Goal:
Which lines of the records contain the string "pillar"? Report each of them in full, treating uppercase and lowercase as different.

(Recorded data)
____

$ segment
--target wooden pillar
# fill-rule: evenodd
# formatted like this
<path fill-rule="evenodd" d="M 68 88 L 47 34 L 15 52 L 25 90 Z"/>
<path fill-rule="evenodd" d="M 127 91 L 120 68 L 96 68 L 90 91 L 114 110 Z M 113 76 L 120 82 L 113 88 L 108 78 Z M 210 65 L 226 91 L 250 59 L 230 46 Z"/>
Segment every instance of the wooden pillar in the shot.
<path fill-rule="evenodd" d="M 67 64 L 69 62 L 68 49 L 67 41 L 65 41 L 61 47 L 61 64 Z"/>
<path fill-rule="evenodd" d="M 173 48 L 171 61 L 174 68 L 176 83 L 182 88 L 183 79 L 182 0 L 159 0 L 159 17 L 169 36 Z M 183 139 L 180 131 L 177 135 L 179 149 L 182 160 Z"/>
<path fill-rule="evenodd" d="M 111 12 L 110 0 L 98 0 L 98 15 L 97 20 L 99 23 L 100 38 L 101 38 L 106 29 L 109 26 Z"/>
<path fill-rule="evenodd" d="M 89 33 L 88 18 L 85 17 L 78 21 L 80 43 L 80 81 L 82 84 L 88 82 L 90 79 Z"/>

____

Task answer:
--target wooden pillar
Segment every instance of the wooden pillar in the shot.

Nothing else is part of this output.